People come to physics to ask and answer questions about the way the world works, and land in some specific field to answer their own set of questions. This afternoon session became my opportunity to branch out and see where other people spend the same passion. Maybe it is more accurate to describe the session as what show & tell “wants to be when it grows up”—the real deal. It was a conglomeration of ideas and glimpses into many different fields of study. It was better than a museum: not only was there something fascinating to learn, but a person personally attached to the research to talk to. It was also wonderful that it was held outdoors, in the gorgeous 75◦ SoCal October weather. Altogether a wonderful environment to talk physics.

Tasks for this exercise →
(a) Quote the physics session passage word for word, starting with "People come to" and going on through "to talk physics.".
(b) According to the physics session passage, what made the session better than a museum?
(c) Write what comes next in the physics session passage, picking up after its final sentence.

Material →
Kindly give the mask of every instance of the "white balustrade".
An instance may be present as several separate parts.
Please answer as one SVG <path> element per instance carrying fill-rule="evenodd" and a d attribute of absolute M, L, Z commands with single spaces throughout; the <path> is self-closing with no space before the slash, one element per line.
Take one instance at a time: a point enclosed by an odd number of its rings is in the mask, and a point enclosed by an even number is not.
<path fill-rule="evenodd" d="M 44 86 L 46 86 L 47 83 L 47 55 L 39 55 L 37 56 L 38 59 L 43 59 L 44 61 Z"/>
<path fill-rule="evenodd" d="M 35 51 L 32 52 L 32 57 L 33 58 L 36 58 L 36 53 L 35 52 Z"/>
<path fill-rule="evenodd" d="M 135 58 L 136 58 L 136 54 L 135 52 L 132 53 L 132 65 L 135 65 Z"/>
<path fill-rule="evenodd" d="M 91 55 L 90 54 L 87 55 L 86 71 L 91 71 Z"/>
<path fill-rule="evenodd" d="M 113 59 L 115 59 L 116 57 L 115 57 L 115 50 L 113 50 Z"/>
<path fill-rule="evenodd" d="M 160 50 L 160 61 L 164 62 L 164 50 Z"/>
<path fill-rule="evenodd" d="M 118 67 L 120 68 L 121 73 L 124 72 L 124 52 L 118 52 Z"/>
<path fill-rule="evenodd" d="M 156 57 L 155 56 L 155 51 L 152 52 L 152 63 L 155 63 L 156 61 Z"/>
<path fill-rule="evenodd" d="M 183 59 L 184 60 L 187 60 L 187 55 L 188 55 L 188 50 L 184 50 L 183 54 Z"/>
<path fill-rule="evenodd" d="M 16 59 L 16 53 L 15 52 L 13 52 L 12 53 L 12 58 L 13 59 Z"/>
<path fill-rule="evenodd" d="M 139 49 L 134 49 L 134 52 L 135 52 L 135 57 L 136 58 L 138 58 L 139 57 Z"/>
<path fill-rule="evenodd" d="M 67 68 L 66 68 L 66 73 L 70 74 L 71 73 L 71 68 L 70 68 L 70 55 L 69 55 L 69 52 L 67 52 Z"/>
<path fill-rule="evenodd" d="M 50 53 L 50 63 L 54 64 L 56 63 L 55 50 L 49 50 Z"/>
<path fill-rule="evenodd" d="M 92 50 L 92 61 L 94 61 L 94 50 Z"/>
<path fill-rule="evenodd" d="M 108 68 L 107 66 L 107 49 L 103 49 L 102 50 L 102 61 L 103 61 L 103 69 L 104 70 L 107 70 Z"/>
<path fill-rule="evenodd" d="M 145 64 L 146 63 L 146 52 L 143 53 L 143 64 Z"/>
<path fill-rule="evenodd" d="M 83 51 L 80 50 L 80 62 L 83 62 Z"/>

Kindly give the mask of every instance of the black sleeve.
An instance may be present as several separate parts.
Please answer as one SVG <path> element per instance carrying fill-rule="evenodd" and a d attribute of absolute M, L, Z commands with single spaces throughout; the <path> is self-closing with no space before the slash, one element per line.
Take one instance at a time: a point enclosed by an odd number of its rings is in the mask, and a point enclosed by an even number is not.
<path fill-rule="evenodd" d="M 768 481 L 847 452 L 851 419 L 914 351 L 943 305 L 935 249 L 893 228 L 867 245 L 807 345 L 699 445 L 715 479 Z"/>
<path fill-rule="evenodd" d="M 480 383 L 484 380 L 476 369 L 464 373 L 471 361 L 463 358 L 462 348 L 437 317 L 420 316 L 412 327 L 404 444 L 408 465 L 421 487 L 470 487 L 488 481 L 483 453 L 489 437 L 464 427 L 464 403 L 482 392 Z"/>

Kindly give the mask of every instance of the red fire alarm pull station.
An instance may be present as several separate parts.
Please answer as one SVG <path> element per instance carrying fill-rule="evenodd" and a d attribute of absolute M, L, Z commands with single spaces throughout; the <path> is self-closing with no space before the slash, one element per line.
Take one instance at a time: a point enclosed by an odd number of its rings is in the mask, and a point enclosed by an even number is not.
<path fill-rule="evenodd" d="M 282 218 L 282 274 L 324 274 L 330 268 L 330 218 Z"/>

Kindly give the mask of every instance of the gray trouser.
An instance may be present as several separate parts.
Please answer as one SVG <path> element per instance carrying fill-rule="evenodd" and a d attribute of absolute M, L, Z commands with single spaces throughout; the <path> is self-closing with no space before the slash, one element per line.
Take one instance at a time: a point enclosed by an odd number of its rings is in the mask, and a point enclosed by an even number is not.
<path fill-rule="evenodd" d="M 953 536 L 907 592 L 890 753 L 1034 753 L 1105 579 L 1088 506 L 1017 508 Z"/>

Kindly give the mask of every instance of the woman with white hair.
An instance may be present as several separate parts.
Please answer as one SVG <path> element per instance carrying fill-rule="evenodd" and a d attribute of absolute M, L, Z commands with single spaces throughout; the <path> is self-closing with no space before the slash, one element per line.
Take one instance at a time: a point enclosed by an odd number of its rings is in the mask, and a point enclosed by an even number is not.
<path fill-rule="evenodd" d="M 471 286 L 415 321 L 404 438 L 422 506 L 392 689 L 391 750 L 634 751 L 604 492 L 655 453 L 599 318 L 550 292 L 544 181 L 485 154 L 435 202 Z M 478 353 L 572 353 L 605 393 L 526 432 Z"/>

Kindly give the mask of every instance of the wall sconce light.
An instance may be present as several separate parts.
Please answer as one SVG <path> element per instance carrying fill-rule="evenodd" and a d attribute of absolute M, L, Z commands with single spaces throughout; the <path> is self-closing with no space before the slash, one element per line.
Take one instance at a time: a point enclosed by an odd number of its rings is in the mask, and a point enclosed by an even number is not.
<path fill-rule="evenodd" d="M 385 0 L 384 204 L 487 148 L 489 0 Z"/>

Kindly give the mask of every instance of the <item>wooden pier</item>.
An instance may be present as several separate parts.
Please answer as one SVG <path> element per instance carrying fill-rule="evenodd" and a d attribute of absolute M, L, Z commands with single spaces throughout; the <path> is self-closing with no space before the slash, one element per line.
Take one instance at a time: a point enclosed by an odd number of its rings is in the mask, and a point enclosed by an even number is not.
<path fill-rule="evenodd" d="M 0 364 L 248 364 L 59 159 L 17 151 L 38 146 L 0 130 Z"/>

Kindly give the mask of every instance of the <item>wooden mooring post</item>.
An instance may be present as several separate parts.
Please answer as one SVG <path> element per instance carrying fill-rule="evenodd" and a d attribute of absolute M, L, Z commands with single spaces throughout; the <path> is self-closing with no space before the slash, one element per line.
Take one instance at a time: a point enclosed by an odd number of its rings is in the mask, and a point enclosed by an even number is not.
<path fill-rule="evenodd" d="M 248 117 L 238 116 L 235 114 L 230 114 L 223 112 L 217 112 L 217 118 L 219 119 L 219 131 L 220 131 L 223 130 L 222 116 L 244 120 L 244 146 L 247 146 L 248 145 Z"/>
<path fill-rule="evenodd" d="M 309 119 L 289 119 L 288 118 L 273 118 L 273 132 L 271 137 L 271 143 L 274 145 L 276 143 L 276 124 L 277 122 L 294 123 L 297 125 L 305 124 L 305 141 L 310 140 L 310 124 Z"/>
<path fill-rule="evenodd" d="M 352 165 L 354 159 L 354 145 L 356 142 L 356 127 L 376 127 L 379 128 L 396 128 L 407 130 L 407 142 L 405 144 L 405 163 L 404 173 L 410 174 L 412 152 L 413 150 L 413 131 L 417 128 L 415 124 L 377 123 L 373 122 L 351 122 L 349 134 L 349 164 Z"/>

Task answers →
(a)
People come to physics to ask and answer questions about the way the world works, and land in some specific field to answer their own set of questions. This afternoon session became my opportunity to branch out and see where other people spend the same passion. Maybe it is more accurate to describe the session as what show & tell “wants to be when it grows up”—the real deal. It was a conglomeration of ideas and glimpses into many different fields of study. It was better than a museum: not only was there something fascinating to learn, but a person personally attached to the research to talk to. It was also wonderful that it was held outdoors, in the gorgeous 75◦ SoCal October weather. Altogether a wonderful environment to talk physics.

(b) Besides having something fascinating to learn, there was a person personally attached to the research to talk to.

(c)
After all, why do 160 or so physicists and future physicists travel miles to listen to and give lectures? To ask and answer questions? I believe it is due to the inquisitive nature of physicists and the nature of the discipline itself: it is a search for knowledge and an enjoyment of sharing what has been learned. There is no doubt that this was accomplished over the 97 presentations and innumerable conversations that sparked up over the course of the weekend. Although not as large or epic as an April meeting, or so specialized and focused as divisional meeting, this sectional meeting had a special charm in staying close to home. The diversity of interests and presentations was a source of inspiration, and the geographical familiarity a common ground. Where else does “You’ve heard about this year’s Nobel Prize, right?” mix with “Can you believe we have already gotten an inch of rain this year?!” It was a unique environment where swapping research stories was interspersed with rants about all that is to love and hate about the Golden State and neighbors.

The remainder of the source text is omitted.